_Prompt:_ Reproduce the material from the line with "segment: gondolier's striped shirt" up to and including its last line, keeping every line in place, and offset each x and y vertex coordinate by -50.
-- Begin --
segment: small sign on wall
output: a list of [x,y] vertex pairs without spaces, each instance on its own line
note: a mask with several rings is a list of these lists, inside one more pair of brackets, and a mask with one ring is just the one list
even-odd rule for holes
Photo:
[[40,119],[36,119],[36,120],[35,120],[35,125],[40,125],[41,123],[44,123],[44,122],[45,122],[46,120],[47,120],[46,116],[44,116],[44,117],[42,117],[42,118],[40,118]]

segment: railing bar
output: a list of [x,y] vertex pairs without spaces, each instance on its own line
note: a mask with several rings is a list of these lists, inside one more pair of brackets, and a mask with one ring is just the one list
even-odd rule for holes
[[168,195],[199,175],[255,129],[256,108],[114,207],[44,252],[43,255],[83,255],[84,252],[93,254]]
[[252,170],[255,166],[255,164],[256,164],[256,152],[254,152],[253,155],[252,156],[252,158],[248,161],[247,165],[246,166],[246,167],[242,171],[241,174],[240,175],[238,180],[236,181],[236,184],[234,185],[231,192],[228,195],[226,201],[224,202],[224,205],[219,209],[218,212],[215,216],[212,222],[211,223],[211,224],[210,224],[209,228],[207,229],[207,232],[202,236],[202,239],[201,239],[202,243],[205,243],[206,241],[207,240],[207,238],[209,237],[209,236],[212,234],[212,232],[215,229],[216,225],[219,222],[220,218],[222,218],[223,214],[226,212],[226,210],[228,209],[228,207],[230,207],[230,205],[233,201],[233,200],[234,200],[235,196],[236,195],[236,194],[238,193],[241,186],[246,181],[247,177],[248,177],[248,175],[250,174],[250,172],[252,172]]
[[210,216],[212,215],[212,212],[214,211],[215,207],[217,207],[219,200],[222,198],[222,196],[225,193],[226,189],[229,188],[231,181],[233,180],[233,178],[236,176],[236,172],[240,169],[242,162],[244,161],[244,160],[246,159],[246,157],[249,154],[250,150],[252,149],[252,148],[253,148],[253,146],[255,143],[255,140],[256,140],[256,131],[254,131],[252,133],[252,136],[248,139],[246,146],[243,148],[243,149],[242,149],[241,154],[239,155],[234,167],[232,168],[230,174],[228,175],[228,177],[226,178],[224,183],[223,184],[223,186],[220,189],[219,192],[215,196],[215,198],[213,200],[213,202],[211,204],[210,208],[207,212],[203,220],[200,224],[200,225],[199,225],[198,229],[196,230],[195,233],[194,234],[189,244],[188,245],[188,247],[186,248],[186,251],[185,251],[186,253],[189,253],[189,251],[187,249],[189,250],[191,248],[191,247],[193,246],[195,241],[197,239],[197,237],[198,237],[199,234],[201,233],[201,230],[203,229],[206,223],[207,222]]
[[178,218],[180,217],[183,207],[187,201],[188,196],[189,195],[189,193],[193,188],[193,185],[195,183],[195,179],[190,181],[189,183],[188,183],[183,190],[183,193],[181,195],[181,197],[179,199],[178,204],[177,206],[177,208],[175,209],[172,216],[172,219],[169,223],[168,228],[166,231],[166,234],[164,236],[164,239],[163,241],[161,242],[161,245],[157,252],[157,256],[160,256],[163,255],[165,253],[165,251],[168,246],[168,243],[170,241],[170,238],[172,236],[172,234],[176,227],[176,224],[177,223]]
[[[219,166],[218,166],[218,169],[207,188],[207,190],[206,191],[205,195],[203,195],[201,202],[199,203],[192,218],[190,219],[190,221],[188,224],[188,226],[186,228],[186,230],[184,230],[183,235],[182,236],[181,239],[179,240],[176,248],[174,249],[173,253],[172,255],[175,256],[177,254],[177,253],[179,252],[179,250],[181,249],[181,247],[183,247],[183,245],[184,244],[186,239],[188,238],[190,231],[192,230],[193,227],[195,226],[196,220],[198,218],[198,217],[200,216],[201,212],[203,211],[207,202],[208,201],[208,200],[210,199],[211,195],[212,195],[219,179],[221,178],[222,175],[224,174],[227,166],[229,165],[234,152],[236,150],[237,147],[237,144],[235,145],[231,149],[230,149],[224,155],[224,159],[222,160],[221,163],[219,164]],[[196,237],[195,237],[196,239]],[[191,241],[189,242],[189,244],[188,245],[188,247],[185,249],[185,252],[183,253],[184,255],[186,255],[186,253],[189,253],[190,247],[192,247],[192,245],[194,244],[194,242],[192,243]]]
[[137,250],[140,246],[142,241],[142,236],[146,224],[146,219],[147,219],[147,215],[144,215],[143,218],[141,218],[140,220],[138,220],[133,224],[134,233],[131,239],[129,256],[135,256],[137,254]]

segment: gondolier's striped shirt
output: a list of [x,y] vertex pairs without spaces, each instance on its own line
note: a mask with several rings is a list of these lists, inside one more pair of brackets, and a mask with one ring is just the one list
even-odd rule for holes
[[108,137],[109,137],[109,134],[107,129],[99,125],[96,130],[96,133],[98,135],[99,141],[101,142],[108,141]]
-- End --
_The reply:_
segment: gondolier's striped shirt
output: a list of [x,y] vertex pairs without spaces, each instance on its own line
note: a mask with several rings is a list of these lists, inside one more pair of brackets, and a mask with one ring is just the one list
even-odd rule for holes
[[58,87],[59,87],[59,84],[57,79],[49,75],[46,80],[46,83],[48,85],[49,91],[51,92],[58,91]]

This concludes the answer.